*Required work*
Please take the entries below from the first line through the line containing "this sample: (220,373)." and repeat them exactly, leaving out everything after.

*Supplied records*
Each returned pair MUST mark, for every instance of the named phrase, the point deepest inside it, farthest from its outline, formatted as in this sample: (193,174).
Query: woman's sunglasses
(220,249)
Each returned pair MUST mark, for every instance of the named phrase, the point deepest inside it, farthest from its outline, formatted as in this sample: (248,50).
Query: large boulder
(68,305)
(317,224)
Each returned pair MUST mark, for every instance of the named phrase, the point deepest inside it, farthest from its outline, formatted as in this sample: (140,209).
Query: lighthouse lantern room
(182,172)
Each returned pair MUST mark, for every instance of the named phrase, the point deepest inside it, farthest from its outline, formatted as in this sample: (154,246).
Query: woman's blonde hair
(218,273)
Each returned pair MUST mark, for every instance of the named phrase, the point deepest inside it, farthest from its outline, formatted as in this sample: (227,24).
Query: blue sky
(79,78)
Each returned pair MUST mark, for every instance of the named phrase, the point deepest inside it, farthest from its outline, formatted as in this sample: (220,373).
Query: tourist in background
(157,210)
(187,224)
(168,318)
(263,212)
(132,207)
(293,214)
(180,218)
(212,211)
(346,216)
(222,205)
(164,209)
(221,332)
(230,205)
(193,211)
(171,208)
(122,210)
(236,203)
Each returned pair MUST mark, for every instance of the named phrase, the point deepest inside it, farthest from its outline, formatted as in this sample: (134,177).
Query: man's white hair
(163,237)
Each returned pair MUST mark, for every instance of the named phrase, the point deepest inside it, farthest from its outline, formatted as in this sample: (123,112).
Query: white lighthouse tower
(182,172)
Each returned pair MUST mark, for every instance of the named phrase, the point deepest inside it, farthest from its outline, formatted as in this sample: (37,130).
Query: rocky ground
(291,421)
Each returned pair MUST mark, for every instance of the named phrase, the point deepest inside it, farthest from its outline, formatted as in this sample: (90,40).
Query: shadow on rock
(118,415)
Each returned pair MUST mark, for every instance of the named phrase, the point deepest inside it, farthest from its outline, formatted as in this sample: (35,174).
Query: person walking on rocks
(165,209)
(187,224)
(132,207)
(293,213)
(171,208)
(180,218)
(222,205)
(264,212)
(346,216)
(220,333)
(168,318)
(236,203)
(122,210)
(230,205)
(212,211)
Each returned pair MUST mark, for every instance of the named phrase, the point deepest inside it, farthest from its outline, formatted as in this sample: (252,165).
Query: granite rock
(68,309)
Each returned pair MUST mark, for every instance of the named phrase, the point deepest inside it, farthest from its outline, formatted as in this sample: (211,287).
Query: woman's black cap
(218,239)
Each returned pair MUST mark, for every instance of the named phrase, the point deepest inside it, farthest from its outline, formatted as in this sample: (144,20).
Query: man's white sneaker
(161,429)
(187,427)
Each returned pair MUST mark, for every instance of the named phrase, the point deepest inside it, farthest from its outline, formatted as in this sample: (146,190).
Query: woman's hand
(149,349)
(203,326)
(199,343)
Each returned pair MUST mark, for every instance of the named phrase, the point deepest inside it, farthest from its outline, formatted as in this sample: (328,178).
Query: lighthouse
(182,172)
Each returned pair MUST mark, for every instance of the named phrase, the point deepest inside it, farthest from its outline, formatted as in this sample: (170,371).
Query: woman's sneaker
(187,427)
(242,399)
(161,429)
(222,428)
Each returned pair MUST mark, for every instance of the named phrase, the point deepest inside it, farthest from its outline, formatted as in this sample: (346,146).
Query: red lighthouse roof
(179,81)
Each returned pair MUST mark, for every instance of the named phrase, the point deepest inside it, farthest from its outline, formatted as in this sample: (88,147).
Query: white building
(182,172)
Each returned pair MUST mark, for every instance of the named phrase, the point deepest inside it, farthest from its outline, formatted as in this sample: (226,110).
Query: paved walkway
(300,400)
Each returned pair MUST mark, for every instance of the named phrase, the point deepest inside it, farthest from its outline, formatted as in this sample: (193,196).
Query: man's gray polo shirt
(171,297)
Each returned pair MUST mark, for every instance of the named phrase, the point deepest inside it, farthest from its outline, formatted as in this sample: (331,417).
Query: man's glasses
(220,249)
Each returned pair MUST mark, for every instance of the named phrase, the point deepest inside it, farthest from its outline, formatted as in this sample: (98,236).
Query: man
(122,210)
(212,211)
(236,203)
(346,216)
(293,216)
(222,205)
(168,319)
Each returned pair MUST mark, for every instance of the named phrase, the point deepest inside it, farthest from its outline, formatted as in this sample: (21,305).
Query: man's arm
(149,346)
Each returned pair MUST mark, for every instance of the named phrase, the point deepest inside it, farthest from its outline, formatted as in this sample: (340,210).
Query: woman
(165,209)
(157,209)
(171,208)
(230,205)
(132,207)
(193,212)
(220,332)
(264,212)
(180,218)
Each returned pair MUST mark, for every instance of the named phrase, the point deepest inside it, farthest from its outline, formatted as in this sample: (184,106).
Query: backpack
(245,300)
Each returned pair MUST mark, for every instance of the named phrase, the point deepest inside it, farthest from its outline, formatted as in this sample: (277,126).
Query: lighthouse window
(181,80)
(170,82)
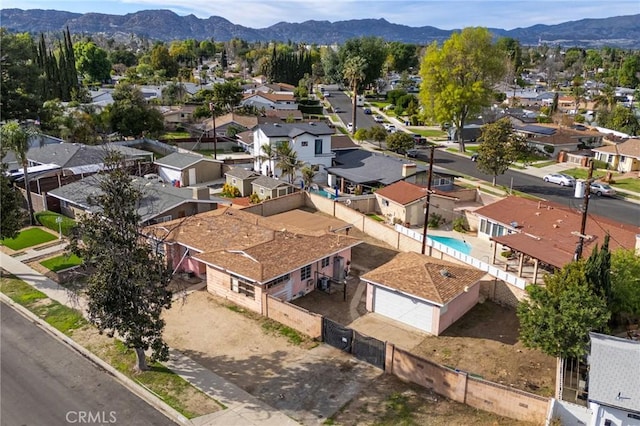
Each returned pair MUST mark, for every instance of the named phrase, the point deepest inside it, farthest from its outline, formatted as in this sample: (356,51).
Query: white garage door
(403,308)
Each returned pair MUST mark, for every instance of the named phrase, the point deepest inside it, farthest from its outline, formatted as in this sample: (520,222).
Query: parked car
(560,179)
(600,188)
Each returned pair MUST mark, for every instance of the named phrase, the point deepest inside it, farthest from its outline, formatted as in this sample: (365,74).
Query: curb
(149,398)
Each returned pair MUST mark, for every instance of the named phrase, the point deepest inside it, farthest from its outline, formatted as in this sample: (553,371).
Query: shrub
(435,220)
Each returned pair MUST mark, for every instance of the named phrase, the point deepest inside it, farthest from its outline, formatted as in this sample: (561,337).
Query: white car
(560,179)
(600,188)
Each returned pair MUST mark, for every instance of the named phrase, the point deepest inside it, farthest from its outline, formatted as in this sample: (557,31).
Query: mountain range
(165,25)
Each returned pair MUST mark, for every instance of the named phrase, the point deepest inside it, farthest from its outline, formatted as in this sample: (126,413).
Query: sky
(447,15)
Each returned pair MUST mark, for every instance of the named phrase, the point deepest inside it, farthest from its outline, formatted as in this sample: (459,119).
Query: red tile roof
(402,192)
(545,230)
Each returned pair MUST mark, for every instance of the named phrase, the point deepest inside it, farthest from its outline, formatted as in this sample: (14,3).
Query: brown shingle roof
(629,148)
(426,277)
(402,192)
(285,253)
(545,229)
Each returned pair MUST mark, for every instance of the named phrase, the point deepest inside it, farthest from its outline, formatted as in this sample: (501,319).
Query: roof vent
(445,273)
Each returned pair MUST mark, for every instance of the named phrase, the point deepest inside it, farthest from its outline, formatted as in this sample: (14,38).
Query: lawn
(173,389)
(28,238)
(48,220)
(60,263)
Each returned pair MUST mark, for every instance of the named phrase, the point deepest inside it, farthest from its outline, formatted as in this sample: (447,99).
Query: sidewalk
(241,409)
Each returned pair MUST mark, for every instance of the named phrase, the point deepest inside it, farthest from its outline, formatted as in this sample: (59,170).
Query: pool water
(454,243)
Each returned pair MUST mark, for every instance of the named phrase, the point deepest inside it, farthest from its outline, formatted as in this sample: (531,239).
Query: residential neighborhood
(259,232)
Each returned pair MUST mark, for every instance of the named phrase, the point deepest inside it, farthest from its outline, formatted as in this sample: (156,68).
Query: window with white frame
(305,272)
(242,286)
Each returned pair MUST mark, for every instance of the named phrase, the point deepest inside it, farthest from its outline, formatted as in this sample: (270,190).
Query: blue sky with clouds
(449,14)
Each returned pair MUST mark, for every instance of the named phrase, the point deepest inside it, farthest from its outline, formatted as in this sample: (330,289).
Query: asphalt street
(613,208)
(44,382)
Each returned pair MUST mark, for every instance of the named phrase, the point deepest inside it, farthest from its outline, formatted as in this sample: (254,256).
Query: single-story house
(402,202)
(262,100)
(266,187)
(422,292)
(188,169)
(244,257)
(623,157)
(242,179)
(159,202)
(545,232)
(370,171)
(613,381)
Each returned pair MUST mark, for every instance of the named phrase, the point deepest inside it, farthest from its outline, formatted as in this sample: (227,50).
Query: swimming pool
(454,243)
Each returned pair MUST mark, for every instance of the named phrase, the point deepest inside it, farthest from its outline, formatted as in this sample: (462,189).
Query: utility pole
(426,209)
(585,207)
(215,136)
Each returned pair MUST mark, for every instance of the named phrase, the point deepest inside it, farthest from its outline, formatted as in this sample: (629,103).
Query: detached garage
(422,292)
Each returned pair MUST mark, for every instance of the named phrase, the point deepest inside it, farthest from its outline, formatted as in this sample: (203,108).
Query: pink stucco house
(421,291)
(243,256)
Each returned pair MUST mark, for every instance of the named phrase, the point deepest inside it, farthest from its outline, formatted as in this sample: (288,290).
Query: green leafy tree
(499,147)
(92,62)
(558,317)
(458,78)
(598,271)
(378,134)
(287,160)
(127,286)
(354,73)
(400,142)
(625,283)
(17,138)
(21,81)
(372,50)
(130,115)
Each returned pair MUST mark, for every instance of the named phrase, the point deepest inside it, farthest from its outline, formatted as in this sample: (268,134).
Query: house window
(241,286)
(305,272)
(280,280)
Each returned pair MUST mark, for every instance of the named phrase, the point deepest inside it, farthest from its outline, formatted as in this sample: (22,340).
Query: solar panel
(541,130)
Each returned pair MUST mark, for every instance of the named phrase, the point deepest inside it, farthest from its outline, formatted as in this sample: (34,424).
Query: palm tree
(288,160)
(308,173)
(16,138)
(353,72)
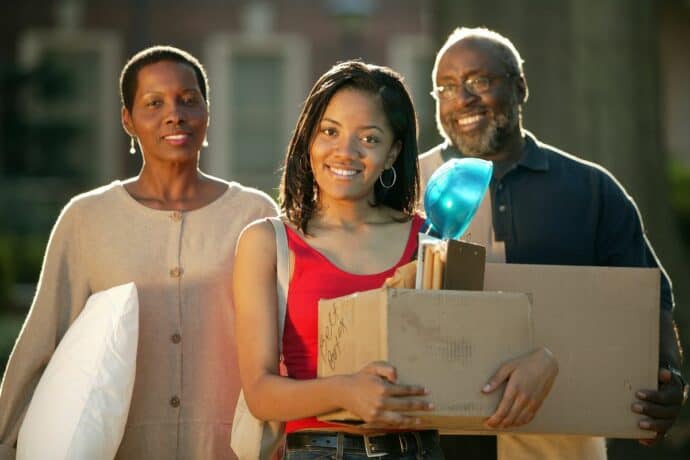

*Task output*
Each returned pair MUST mark, for every instance of the named phrase, the point deepest inside it, farthest from its outline, formatted as in this sample: (193,174).
Query: woman's sunglasses
(220,249)
Each returned pair MUST mark, for every instance of the named phrase, the point deepest inside it, farthest from its outline, formatted as in this sample: (248,50).
Query: large boulder
(68,305)
(317,224)
Each returned pair MUST mark, for every instance of the named phrase, the point deepest inside it, farthest from its outline, formatted as in this sample: (140,209).
Query: lighthouse lantern room
(182,172)
Each returned pair MUST mark, for every instance of the named phrase, the point deepest inside it, farthest from its outline, formatted as in this sample: (154,246).
Query: woman's blonde hair
(218,273)
Each returned pair MUST mark, for every instance of the named phrase, the point deepest inside it, farthest from its outline, formatted as in this sample: (227,24).
Query: blue sky
(79,78)
Each returned pair MUST mark, for every instance of the named phrase, the point deepest inside it, farthest from its outline, formatted as in this sample: (220,373).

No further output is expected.